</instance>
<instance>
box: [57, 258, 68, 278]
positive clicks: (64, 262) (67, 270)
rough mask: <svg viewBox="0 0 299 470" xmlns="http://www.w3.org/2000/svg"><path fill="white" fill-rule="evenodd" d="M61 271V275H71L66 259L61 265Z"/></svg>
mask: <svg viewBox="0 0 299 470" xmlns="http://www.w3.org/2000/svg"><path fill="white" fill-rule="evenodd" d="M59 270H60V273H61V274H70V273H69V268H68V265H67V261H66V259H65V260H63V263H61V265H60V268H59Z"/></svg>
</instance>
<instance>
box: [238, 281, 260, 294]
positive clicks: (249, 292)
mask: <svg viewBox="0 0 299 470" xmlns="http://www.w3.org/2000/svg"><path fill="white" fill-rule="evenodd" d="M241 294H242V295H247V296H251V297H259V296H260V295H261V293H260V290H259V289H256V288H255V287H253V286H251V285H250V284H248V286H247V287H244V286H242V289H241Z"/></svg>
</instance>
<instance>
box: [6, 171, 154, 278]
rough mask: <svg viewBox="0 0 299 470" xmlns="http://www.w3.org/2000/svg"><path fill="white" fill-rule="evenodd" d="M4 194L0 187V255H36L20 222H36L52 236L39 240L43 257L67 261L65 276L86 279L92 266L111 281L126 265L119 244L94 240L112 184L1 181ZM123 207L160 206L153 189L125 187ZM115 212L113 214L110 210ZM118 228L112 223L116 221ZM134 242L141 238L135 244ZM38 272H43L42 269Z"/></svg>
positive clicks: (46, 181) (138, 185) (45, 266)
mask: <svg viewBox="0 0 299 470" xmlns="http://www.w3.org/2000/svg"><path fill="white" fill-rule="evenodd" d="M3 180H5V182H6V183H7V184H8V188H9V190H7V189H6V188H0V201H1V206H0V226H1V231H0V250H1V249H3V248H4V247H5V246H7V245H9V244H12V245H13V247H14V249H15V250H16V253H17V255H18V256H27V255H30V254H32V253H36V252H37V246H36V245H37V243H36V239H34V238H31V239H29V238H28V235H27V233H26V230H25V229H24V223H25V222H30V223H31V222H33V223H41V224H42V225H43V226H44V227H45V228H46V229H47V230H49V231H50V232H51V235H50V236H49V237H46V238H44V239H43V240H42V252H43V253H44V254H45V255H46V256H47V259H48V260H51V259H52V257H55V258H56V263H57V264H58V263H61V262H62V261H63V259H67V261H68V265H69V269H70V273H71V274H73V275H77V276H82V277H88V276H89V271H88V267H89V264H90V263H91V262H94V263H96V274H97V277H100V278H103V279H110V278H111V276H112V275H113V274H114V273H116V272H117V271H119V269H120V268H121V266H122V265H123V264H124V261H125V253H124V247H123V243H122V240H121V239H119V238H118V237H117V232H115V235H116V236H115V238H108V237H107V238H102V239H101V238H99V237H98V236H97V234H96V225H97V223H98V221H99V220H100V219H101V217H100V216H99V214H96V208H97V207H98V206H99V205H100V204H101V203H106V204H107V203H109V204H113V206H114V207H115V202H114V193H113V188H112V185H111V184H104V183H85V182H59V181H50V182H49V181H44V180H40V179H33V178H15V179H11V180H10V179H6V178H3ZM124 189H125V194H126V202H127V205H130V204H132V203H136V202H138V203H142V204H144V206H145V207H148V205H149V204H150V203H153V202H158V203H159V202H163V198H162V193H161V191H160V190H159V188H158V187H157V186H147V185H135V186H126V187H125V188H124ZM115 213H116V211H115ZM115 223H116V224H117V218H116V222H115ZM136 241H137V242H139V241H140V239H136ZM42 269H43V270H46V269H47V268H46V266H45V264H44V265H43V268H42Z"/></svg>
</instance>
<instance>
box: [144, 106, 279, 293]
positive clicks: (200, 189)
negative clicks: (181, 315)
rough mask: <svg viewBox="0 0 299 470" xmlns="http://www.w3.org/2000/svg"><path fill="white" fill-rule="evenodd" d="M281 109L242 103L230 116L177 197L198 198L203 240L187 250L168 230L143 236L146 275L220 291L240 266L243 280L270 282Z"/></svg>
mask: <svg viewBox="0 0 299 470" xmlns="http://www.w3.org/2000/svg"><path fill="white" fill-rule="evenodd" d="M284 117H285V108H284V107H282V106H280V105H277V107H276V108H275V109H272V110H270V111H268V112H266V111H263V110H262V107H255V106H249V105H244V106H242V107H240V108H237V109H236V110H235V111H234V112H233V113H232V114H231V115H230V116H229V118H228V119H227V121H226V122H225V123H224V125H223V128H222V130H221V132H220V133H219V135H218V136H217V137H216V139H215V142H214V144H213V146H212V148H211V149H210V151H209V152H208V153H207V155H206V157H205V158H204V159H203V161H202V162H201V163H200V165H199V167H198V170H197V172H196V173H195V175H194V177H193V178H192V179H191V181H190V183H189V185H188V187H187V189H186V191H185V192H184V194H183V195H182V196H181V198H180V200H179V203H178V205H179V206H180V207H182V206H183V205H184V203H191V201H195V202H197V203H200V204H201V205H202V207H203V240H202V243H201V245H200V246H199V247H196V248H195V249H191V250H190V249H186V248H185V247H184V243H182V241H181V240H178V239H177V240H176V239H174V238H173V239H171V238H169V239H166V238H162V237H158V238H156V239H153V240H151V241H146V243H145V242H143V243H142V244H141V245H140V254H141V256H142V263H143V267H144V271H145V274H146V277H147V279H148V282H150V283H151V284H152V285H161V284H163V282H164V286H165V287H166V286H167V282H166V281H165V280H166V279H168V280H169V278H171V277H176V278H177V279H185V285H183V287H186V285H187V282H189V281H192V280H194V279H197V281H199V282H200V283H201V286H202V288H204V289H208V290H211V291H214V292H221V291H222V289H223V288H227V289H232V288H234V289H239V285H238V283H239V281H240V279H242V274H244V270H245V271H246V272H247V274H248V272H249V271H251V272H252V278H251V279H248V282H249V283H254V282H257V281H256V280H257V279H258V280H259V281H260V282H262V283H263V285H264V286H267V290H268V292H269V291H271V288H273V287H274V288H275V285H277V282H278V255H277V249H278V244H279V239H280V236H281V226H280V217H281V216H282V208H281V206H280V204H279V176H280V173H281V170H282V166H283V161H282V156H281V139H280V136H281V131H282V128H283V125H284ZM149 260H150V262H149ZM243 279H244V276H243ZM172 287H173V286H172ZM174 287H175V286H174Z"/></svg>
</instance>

....

[WRITTEN TASK]
The complete material above is to be retyped word for word.

[FINISHED EXERCISE]
</instance>
<instance>
box: [57, 258, 68, 278]
positive clicks: (64, 262) (67, 270)
rough mask: <svg viewBox="0 0 299 470" xmlns="http://www.w3.org/2000/svg"><path fill="white" fill-rule="evenodd" d="M61 271V275H71L66 259L61 265Z"/></svg>
mask: <svg viewBox="0 0 299 470" xmlns="http://www.w3.org/2000/svg"><path fill="white" fill-rule="evenodd" d="M59 270H60V273H61V274H70V273H69V268H68V265H67V261H66V259H65V260H63V263H61V265H60V268H59Z"/></svg>
</instance>
<instance>
box: [238, 281, 260, 294]
positive clicks: (249, 292)
mask: <svg viewBox="0 0 299 470" xmlns="http://www.w3.org/2000/svg"><path fill="white" fill-rule="evenodd" d="M241 294H242V295H247V296H251V297H259V296H260V295H261V293H260V290H259V289H256V288H255V287H253V286H251V285H250V284H248V286H247V287H244V286H242V289H241Z"/></svg>
</instance>
<instance>
box: [6, 171, 154, 278]
rough mask: <svg viewBox="0 0 299 470" xmlns="http://www.w3.org/2000/svg"><path fill="white" fill-rule="evenodd" d="M4 194L0 187V255H36L20 222H36L52 236L39 240L43 257L67 261L65 276L86 279L92 266L111 281L126 265L119 244L94 240L112 184L1 181ZM123 207L160 206L153 189L125 187ZM115 212L113 214L110 210ZM118 228L112 223L116 221ZM134 242L141 238L135 244ZM38 272H43L42 269Z"/></svg>
positive clicks: (46, 181) (138, 185) (45, 266)
mask: <svg viewBox="0 0 299 470" xmlns="http://www.w3.org/2000/svg"><path fill="white" fill-rule="evenodd" d="M3 180H5V182H6V183H7V184H8V188H9V190H7V189H6V188H0V201H1V206H0V226H1V231H0V250H1V249H3V248H4V247H5V246H7V245H9V244H12V245H13V247H14V249H15V250H16V253H17V255H18V256H27V255H30V254H32V253H36V252H37V246H36V245H37V243H36V239H34V238H31V239H29V238H28V235H27V233H26V230H25V229H24V223H25V222H30V223H31V222H33V223H41V224H42V225H43V226H44V227H45V228H46V229H47V230H49V231H50V232H51V235H50V236H49V237H46V238H44V239H43V240H42V252H43V253H44V254H45V255H46V256H47V259H48V260H51V259H52V257H55V258H56V263H57V264H58V263H61V262H62V261H63V259H67V261H68V265H69V269H70V273H71V274H73V275H77V276H82V277H88V276H89V271H88V267H89V264H90V263H91V262H94V263H96V274H97V277H100V278H103V279H110V278H111V276H112V275H113V274H114V273H116V272H117V271H119V269H120V268H121V266H122V265H123V264H124V261H125V253H124V247H123V243H122V240H121V239H119V238H118V237H117V232H115V235H116V236H115V238H108V237H107V238H102V239H101V238H99V237H98V236H97V234H96V225H97V223H98V221H99V220H100V219H101V217H100V216H99V214H96V208H97V207H98V206H99V205H100V204H101V203H106V204H107V203H109V204H113V206H114V207H115V202H114V193H113V188H112V185H111V184H104V183H85V182H59V181H50V182H49V181H44V180H40V179H33V178H15V179H11V180H10V179H6V178H3ZM124 189H125V194H126V202H127V205H130V204H132V203H136V202H138V203H142V204H144V206H145V207H148V205H149V204H150V203H153V202H158V203H159V202H163V198H162V193H161V191H160V190H159V188H158V187H157V186H147V185H135V186H126V187H125V188H124ZM115 213H116V211H115ZM115 223H116V224H117V218H116V222H115ZM136 241H137V242H139V241H140V239H136ZM42 269H43V270H46V269H47V268H46V266H45V264H44V265H43V268H42Z"/></svg>
</instance>
<instance>
box: [144, 106, 279, 293]
positive clicks: (200, 189)
negative clicks: (181, 315)
rough mask: <svg viewBox="0 0 299 470" xmlns="http://www.w3.org/2000/svg"><path fill="white" fill-rule="evenodd" d="M281 109L242 103L230 116L177 197L198 198L203 240L187 250L168 230L143 236L146 275L220 291L240 266L243 280L270 282Z"/></svg>
mask: <svg viewBox="0 0 299 470" xmlns="http://www.w3.org/2000/svg"><path fill="white" fill-rule="evenodd" d="M284 117H285V108H284V107H282V106H280V105H277V107H276V108H275V109H272V110H270V111H268V112H266V111H263V110H262V107H255V106H249V105H244V106H242V107H240V108H237V109H236V110H235V111H234V112H233V113H232V114H231V115H230V116H229V118H228V119H227V121H226V122H225V123H224V125H223V128H222V130H221V132H220V133H219V135H218V136H217V137H216V139H215V142H214V144H213V146H212V148H211V149H210V151H209V152H208V153H207V155H206V157H205V158H204V159H203V161H202V162H201V163H200V165H199V167H198V170H197V172H196V173H195V175H194V177H193V178H192V179H191V181H190V183H189V185H188V187H187V189H186V191H185V192H184V194H183V195H182V196H181V198H180V200H179V203H178V205H179V206H180V207H182V206H183V205H184V203H191V201H195V202H197V203H200V204H201V205H202V207H203V240H202V243H201V245H200V246H199V247H196V248H195V249H191V250H190V249H186V248H185V247H184V243H182V241H181V240H178V239H177V240H176V239H174V238H173V239H171V238H169V239H166V238H162V237H158V238H156V239H153V240H151V241H146V243H145V242H143V243H142V244H141V245H140V254H141V256H142V263H143V267H144V271H145V274H146V277H147V279H148V282H150V283H151V284H152V285H161V284H163V282H164V286H165V287H166V286H167V282H166V281H165V280H166V279H168V280H169V278H171V277H176V278H177V279H185V285H183V287H186V285H187V282H189V281H192V280H194V279H197V281H199V282H200V283H201V286H202V288H204V289H208V290H211V291H214V292H221V291H222V289H223V288H227V289H232V288H234V289H239V285H238V283H239V281H240V279H242V274H244V270H245V271H246V272H247V274H248V272H249V271H251V272H252V278H251V279H248V282H249V283H254V282H257V281H256V280H257V279H258V280H259V281H260V282H262V283H263V285H264V286H267V290H268V292H269V291H271V288H273V287H274V288H275V285H277V282H278V255H277V249H278V244H279V239H280V236H281V226H280V217H281V216H282V208H281V206H280V204H279V176H280V173H281V170H282V166H283V161H282V156H281V139H280V136H281V131H282V128H283V125H284ZM149 260H150V262H149ZM243 279H244V276H243ZM172 287H173V286H172ZM174 287H175V286H174Z"/></svg>
</instance>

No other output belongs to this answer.